[Extracted text Boundary: Start]
Portugal to benefit €58Bn from historic €750Bn EU recovery package
After a marathon four-day meeting, European Council leaders have finally agreed to a European funding package to kick-start Europe’s economy shattered by nearly five months of the Coronavirus pandemic.
In what will be the largest joint borrowing package in its history since a package agreed in Nice 20 years ago, the announcement was made on Twitter by Charles Michel, EU Co-President with the simple word ‘Deal!’ posted at 4.31am on Tuesday after eight hours of gruelling talks.
Portugal’s Prime Minister António Costa also announced the “deal” to the Portuguese people via Twitter at 6.55am with the tweet: “Agreement reached at the European Council. For the first time a specific instrument for economic recovery has been approved, with a total investment value of €750Bn. A signal of confidence for #Europe and #Portugal in the face of the #COVID19 pandemic.”
The Lithuanian President, Gitanas Nausèda tweeted: “None of us expected #EUCO to be a blitz. We successfully avoided a blunder. A moderately successful Round Robin & a couple of stalemates. It took us 5 days and 50 moves to make a deal. Congratulations to all #EU27!” he said likening the negotiations to a game of chess.
The president of the European Commission, Ursula von der Leyan, tweeted: “Today we’ve taken a historic step, we all can be proud of. But other important steps remain. First and most important: to gain the support of the European Parliament. Nobody should take our European Union for granted. It is our common responsibility to deliver.”
[Extracted text Boundary: End]
[Data excerpts Boundary: Start]
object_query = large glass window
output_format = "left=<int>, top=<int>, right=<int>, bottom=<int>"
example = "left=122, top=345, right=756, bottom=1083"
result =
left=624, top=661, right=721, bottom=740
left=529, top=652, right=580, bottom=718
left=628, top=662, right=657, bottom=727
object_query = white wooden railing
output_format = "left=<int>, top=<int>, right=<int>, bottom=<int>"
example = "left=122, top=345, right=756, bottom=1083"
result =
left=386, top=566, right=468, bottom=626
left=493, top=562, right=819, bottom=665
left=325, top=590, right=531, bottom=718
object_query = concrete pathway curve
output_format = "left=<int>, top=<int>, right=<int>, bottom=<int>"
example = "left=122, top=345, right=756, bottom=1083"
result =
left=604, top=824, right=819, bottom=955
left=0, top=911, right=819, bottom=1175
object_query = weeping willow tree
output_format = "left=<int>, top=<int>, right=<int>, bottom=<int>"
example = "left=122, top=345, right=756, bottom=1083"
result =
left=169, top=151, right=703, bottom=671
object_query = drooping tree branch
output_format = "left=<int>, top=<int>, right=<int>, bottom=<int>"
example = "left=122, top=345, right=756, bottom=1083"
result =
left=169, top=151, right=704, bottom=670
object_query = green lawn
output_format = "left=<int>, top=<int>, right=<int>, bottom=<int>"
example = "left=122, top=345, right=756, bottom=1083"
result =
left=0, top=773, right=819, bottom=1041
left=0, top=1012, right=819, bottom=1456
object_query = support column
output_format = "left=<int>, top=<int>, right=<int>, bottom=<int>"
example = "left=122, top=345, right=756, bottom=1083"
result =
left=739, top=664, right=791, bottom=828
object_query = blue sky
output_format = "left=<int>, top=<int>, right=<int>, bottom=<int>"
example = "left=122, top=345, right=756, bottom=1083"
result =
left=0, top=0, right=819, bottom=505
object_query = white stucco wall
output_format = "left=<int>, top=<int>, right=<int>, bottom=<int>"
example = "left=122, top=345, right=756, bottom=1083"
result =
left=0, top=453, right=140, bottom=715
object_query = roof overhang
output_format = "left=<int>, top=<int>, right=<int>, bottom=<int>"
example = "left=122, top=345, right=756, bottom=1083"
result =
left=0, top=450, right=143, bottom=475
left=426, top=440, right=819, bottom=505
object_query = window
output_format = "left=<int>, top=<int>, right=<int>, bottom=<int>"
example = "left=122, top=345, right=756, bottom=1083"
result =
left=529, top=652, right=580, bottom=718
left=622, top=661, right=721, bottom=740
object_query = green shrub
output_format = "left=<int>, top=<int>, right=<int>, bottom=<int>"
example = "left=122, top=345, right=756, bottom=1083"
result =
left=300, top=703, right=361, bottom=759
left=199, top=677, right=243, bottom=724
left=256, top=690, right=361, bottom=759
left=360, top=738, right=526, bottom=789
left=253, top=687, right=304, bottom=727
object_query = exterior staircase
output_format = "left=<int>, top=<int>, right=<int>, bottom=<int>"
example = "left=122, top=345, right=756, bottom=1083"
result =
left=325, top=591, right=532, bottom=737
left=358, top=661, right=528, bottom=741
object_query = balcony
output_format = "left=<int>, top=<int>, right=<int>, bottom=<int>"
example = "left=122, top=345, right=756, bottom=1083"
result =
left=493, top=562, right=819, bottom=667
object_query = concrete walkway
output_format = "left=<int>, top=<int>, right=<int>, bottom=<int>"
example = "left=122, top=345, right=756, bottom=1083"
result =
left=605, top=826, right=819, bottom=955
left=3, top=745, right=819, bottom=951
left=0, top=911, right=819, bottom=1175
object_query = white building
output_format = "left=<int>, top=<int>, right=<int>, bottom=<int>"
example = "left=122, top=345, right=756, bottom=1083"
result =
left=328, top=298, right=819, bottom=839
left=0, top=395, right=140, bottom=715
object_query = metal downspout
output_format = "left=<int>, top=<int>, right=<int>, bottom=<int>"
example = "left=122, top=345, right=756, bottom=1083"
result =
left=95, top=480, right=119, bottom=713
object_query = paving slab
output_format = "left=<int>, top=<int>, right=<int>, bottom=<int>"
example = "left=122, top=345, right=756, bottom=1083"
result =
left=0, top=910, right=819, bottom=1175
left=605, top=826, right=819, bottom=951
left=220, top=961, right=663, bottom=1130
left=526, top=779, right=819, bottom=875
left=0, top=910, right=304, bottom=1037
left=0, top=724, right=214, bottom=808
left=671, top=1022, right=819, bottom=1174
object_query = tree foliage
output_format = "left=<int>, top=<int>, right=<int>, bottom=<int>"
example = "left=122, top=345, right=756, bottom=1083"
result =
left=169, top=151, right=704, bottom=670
[Data excerpts Boundary: End]
Exercise objective ::
Answer these questions about the article on the EU recovery package:
1. What single word did Charles Michel post on Twitter, and at what time?
2. According to the Lithuanian President's tweet, how many days and moves did it take to make a deal?
3. What does the European Commission president's tweet name as the first and most important remaining step?

Output of the task ::
1. "Deal!", posted at 4.31am on Tuesday.
2. 5 days and 50 moves.
3. To gain the support of the European Parliament.